## PROBLEM STATEMENT
According to the news report on glacier melt below, in which regions have glaciers been losing mass faster and for longer than elsewhere?

──────── TEXT SECTION

Experts: Glacier melt speeds up, risking lives

CHARLES J. HANLEY | December 7, 2010 12:02 PM EST |


CANCUN, Mexico — United Nations and other international experts say the lives and livelihoods of people in south Asia are at "high risk" as global warming melts glaciers in the Himalayas. The glacier melt is sending floods crashing down from overloaded mountain lakes and depriving farmers of steady sources of water.

The U.N. Environment Program says that worldwide, "since the beginning of the 1980s, the rate of ice loss has increased substantially in many regions, concurrent with an increase in global mean air temperatures."

In a report issued Tuesday at the U.N. climate conference in Cancun, the experts said glaciers in southern South America and Alaska's coastal mountains have been losing mass faster and for longer than glaciers elsewhere in the world.

THIS IS A BREAKING NEWS UPDATE. Check back soon for further information. AP's earlier story is below.

────────────────
──────── DATASET RECORDS

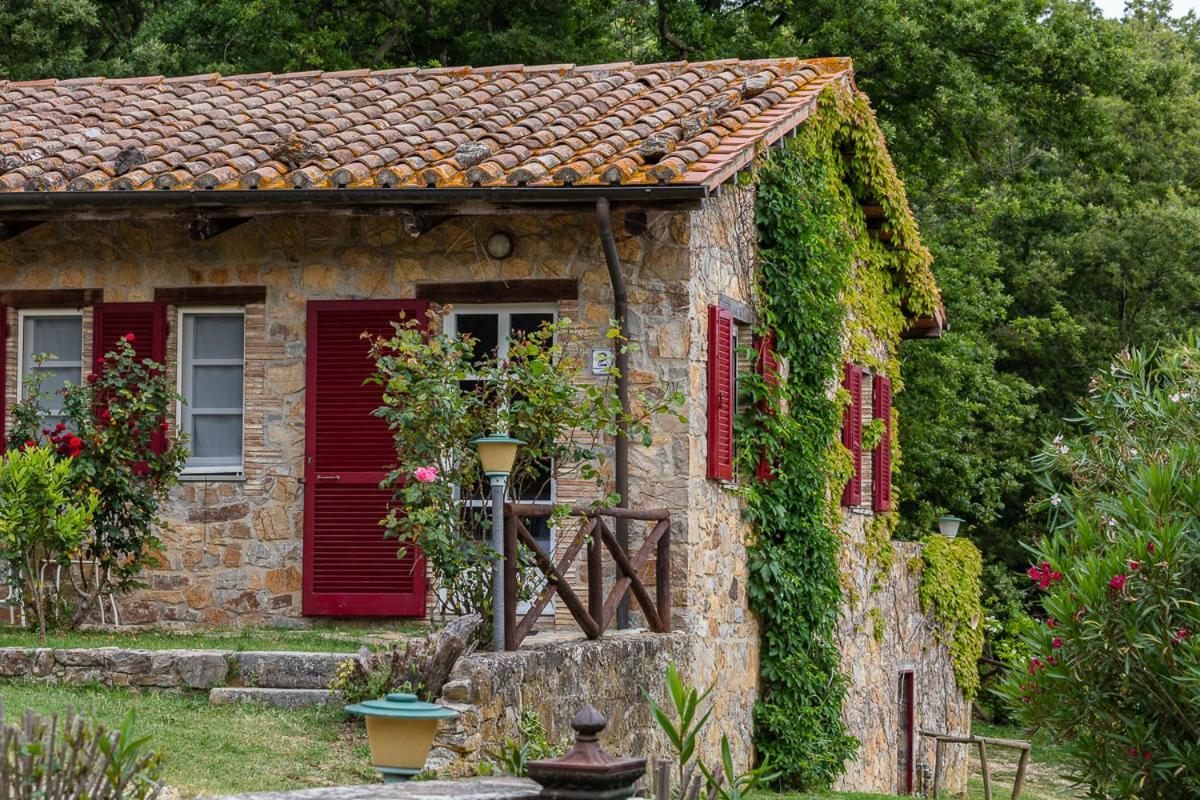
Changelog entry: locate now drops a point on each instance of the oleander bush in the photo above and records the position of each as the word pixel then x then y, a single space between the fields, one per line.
pixel 1114 668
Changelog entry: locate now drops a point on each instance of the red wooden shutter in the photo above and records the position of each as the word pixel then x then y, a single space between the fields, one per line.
pixel 721 365
pixel 852 433
pixel 768 367
pixel 4 376
pixel 148 323
pixel 881 459
pixel 349 566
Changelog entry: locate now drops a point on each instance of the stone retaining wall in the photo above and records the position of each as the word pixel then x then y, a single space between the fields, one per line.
pixel 201 669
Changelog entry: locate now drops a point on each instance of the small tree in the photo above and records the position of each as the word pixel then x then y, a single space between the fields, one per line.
pixel 115 435
pixel 437 396
pixel 1115 666
pixel 43 522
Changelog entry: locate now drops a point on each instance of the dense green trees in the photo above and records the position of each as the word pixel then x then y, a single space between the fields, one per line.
pixel 1050 154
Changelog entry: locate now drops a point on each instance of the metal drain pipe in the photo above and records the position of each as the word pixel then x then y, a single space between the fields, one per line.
pixel 619 313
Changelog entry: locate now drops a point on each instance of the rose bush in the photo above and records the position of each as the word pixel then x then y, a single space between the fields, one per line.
pixel 438 396
pixel 114 438
pixel 1114 668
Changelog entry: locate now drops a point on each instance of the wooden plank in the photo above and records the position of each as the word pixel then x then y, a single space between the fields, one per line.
pixel 210 295
pixel 630 569
pixel 468 292
pixel 591 629
pixel 52 298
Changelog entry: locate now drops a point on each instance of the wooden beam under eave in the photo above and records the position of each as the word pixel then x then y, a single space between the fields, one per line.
pixel 203 228
pixel 15 228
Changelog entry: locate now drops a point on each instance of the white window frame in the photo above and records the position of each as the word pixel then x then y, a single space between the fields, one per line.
pixel 505 311
pixel 25 313
pixel 209 470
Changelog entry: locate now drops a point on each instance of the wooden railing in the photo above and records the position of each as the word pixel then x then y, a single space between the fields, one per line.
pixel 597 613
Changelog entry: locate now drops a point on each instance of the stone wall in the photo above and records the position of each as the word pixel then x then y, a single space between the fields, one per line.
pixel 882 631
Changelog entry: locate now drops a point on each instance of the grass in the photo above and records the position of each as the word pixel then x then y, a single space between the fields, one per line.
pixel 347 639
pixel 219 749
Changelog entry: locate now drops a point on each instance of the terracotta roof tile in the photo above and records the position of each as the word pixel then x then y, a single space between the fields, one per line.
pixel 511 125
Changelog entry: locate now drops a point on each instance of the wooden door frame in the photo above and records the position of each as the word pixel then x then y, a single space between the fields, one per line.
pixel 310 605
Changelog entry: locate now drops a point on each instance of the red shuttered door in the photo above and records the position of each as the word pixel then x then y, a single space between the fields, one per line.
pixel 721 366
pixel 852 433
pixel 148 323
pixel 349 569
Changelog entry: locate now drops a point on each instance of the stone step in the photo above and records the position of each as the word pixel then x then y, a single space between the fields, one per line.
pixel 281 698
pixel 283 669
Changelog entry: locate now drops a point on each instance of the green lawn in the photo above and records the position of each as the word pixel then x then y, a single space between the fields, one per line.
pixel 343 639
pixel 220 749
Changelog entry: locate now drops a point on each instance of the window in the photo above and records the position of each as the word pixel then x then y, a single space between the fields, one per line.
pixel 211 366
pixel 51 348
pixel 492 326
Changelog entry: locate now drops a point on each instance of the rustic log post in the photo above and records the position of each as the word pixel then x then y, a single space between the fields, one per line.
pixel 663 579
pixel 510 582
pixel 1019 781
pixel 595 572
pixel 983 765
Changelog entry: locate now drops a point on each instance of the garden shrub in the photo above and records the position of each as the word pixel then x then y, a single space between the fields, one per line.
pixel 43 523
pixel 76 759
pixel 114 435
pixel 438 396
pixel 1115 666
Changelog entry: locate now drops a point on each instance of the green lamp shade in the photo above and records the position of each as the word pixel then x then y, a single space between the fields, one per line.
pixel 497 453
pixel 400 732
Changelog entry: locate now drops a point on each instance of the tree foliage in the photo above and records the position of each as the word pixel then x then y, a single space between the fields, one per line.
pixel 1114 671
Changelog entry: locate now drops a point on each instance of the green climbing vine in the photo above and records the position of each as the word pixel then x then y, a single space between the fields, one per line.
pixel 949 588
pixel 829 292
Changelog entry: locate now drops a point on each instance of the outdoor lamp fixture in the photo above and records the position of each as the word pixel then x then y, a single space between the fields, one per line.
pixel 497 453
pixel 948 525
pixel 400 732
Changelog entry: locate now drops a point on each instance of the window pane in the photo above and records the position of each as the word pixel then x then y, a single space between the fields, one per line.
pixel 60 336
pixel 529 323
pixel 216 388
pixel 484 329
pixel 53 380
pixel 217 336
pixel 217 437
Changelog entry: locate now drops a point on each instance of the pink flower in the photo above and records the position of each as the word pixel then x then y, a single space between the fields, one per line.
pixel 1043 575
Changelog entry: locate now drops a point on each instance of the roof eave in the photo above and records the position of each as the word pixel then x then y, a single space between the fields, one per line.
pixel 325 199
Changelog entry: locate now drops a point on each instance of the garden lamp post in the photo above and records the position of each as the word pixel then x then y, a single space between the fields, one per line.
pixel 497 453
pixel 948 525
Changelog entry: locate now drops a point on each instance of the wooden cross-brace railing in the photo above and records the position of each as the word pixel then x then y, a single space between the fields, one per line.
pixel 597 613
pixel 942 739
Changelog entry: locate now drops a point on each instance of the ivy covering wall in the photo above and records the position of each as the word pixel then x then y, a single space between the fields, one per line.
pixel 831 293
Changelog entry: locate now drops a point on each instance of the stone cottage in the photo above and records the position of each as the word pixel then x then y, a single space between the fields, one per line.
pixel 250 228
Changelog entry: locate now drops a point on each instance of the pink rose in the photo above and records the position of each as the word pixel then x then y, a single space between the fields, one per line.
pixel 426 474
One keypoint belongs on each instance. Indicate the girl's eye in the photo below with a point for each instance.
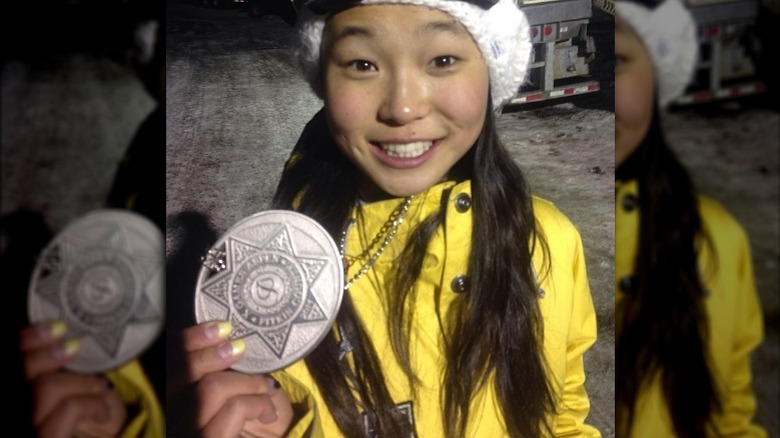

────────────────

## FINISHED EXERCISE
Southern South America and Alaska's coastal mountains.